(TRY IT):
In the data below, find each line containing the string "wooden" and return it.

(RECORDS PROVIDED):
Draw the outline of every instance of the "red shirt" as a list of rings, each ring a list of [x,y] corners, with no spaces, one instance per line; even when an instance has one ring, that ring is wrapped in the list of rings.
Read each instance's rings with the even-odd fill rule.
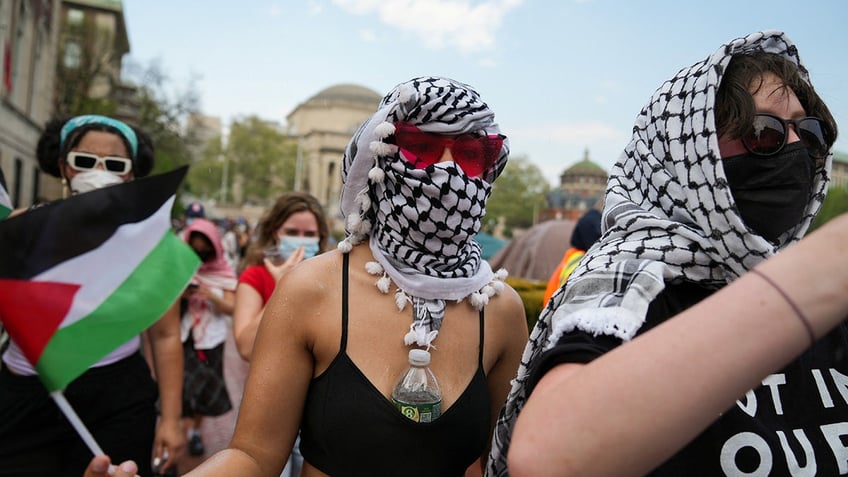
[[[264,264],[247,267],[241,272],[239,283],[250,285],[254,290],[259,292],[263,305],[268,303],[268,299],[271,298],[271,293],[274,293],[274,287],[277,285],[274,277],[271,276],[271,272],[265,268]]]

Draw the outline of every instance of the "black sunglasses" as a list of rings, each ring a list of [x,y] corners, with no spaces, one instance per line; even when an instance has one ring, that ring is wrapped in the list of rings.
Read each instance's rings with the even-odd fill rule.
[[[824,140],[821,119],[813,116],[782,119],[771,114],[755,114],[751,132],[742,136],[742,144],[748,152],[757,156],[777,154],[786,145],[790,124],[795,126],[795,133],[801,138],[813,159],[823,159],[827,156],[828,147]]]

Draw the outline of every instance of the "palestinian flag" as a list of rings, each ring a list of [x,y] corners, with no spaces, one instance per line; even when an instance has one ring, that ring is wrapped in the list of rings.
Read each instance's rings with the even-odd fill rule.
[[[0,169],[0,220],[5,219],[12,213],[12,199],[9,198],[9,193],[6,192],[6,178],[3,176],[3,170]]]
[[[186,170],[0,221],[0,321],[51,392],[153,324],[194,275],[171,230]]]

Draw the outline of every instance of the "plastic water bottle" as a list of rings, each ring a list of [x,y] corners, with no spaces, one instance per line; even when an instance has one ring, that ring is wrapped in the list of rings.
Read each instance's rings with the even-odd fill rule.
[[[429,351],[409,350],[409,369],[392,391],[395,406],[415,422],[432,422],[442,415],[442,391],[429,366]]]

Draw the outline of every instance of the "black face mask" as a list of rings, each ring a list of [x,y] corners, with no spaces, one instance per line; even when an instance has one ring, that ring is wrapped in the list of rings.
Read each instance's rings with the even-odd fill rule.
[[[203,263],[209,262],[215,258],[214,250],[204,250],[202,252],[199,252],[195,249],[194,253],[197,254],[197,256],[200,258],[200,261]]]
[[[730,192],[745,225],[770,242],[798,225],[815,177],[815,162],[801,141],[773,156],[745,153],[723,161]]]

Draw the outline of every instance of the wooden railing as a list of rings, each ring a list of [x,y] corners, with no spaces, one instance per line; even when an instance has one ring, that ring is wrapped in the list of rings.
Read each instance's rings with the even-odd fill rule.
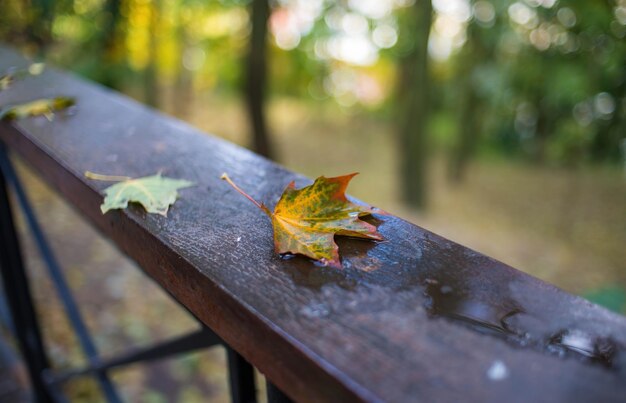
[[[0,49],[0,71],[26,65]],[[269,204],[291,180],[304,185],[306,178],[53,69],[0,92],[0,104],[57,95],[75,97],[76,113],[0,123],[0,143],[193,313],[207,328],[199,340],[225,343],[290,398],[626,400],[623,316],[395,216],[375,217],[385,242],[339,239],[342,270],[281,259],[267,217],[220,175],[228,172]],[[85,178],[87,170],[134,177],[162,171],[196,187],[167,218],[134,206],[103,215],[108,184]],[[16,281],[6,273],[21,271],[7,214],[0,245],[5,285]],[[32,322],[27,292],[13,295],[13,312]],[[22,347],[36,367],[36,385],[40,377],[40,398],[71,378],[48,368],[32,340]],[[104,376],[106,384],[113,365],[99,356],[90,363],[82,373]],[[234,400],[253,398],[245,392],[253,386],[244,384]]]

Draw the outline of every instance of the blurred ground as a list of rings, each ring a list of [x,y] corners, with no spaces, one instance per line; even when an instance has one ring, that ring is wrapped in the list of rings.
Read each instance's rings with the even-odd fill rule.
[[[237,103],[205,97],[190,105],[185,118],[192,124],[245,143],[246,120]],[[482,159],[466,183],[451,187],[444,159],[435,155],[430,207],[416,214],[398,202],[389,125],[289,100],[271,103],[270,122],[280,161],[290,169],[310,177],[358,171],[352,195],[567,291],[626,289],[626,185],[616,168],[572,172]],[[195,328],[186,312],[27,168],[20,164],[19,171],[103,355]],[[83,360],[76,341],[23,220],[19,224],[48,351],[60,368],[78,365]],[[132,402],[226,402],[224,365],[223,352],[212,349],[131,366],[113,379]],[[88,380],[73,382],[67,393],[72,401],[100,399]]]

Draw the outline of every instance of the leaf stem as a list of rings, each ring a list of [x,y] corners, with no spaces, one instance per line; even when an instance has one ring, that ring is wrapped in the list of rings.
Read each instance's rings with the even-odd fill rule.
[[[226,172],[224,172],[221,176],[222,180],[225,180],[226,182],[228,182],[228,184],[230,186],[232,186],[233,188],[235,188],[236,191],[238,191],[239,193],[241,193],[246,199],[250,200],[252,203],[254,203],[255,206],[257,206],[258,208],[260,208],[265,214],[267,214],[270,218],[272,217],[272,212],[270,211],[270,209],[268,209],[265,204],[263,203],[259,203],[258,201],[254,200],[250,195],[248,195],[246,192],[244,192],[243,190],[241,190],[241,188],[237,185],[235,185],[235,183],[228,177],[228,174],[226,174]]]
[[[127,180],[131,180],[130,176],[117,176],[117,175],[102,175],[97,174],[91,171],[85,171],[85,177],[97,181],[106,181],[106,182],[123,182]]]

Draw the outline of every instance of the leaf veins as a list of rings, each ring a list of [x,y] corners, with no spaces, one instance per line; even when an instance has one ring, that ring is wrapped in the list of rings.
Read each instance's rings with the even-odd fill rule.
[[[102,214],[109,210],[124,209],[128,203],[141,204],[148,213],[167,216],[169,206],[178,198],[178,190],[193,186],[192,182],[184,179],[171,179],[161,174],[132,179],[124,176],[99,175],[85,172],[90,179],[121,181],[104,190],[104,202],[100,206]]]
[[[222,179],[270,217],[277,253],[298,253],[324,265],[341,268],[335,235],[383,239],[375,226],[359,218],[372,214],[373,209],[346,198],[346,188],[355,175],[321,176],[302,189],[296,189],[295,183],[291,182],[273,212],[247,195],[228,175],[223,174]]]

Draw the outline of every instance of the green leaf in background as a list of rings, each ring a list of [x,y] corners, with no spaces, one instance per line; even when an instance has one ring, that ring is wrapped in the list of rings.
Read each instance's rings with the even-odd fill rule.
[[[67,109],[75,104],[74,98],[56,97],[42,98],[19,105],[9,105],[0,109],[1,120],[14,120],[29,116],[43,115],[48,120],[54,118],[54,113]]]
[[[85,176],[98,180],[119,180],[120,177],[109,177],[86,172]],[[102,214],[109,210],[124,209],[128,203],[141,204],[148,213],[167,216],[169,206],[178,198],[178,189],[193,186],[184,179],[164,178],[161,174],[138,179],[127,178],[104,190],[106,197],[100,206]]]
[[[607,286],[584,295],[589,301],[602,305],[617,313],[626,314],[626,289],[619,286]]]

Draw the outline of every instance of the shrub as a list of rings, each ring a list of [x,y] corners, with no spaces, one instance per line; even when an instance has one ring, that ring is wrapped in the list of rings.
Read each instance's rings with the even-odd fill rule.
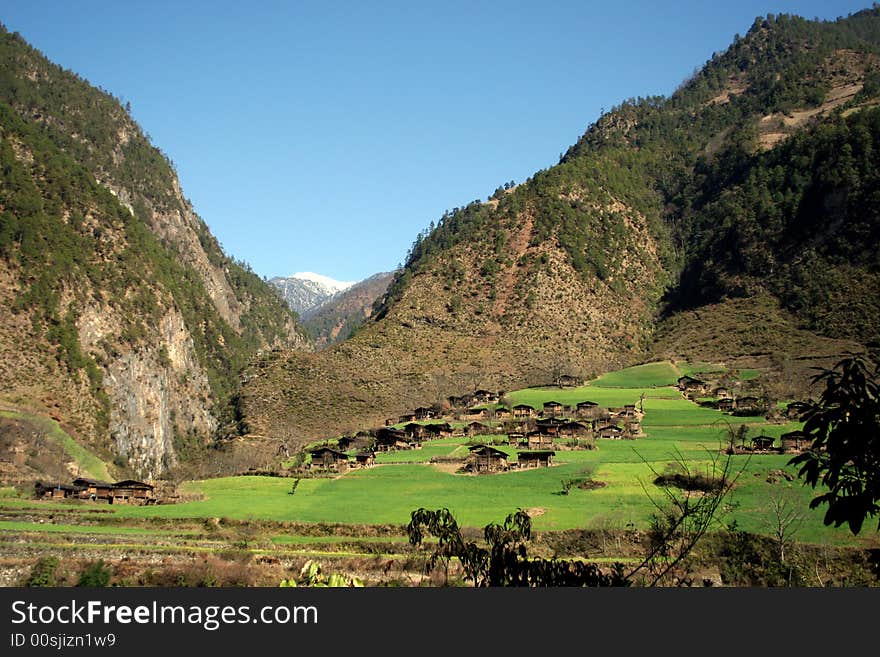
[[[57,557],[42,557],[31,568],[25,586],[57,586]]]
[[[77,586],[101,587],[110,584],[110,578],[113,576],[113,569],[109,564],[104,563],[103,559],[93,561],[83,568],[79,574]]]

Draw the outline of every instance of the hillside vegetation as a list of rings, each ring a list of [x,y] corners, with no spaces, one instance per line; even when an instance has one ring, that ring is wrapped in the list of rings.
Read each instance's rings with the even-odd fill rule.
[[[238,372],[306,338],[110,94],[0,29],[0,402],[157,475],[235,432]]]
[[[670,97],[621,103],[558,165],[431,222],[353,338],[249,370],[249,426],[301,441],[656,357],[863,350],[880,325],[878,45],[880,9],[756,19]],[[802,392],[808,368],[785,366]]]

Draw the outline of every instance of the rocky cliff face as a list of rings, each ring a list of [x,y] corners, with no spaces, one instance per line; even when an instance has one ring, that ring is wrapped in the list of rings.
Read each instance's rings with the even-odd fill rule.
[[[310,349],[119,102],[0,30],[0,402],[144,477],[234,433],[238,372]]]

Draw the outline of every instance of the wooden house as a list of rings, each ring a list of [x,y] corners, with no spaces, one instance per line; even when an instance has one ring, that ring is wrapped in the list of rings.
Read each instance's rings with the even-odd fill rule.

(OUTPUT):
Draw the outline of every instance of the wooden railing as a list of rings, each ring a list of [x,y] corners, with no spaces, one instance per line; even when an instance has one ring, that ring is wrapped in the list of rings.
Draw the outline of every instance of the wooden house as a list of rings, each ring a list of [x,y] corners, with no spaces, one instance per line; even when an instance has one ring, that ring is wrapped in the list of rings.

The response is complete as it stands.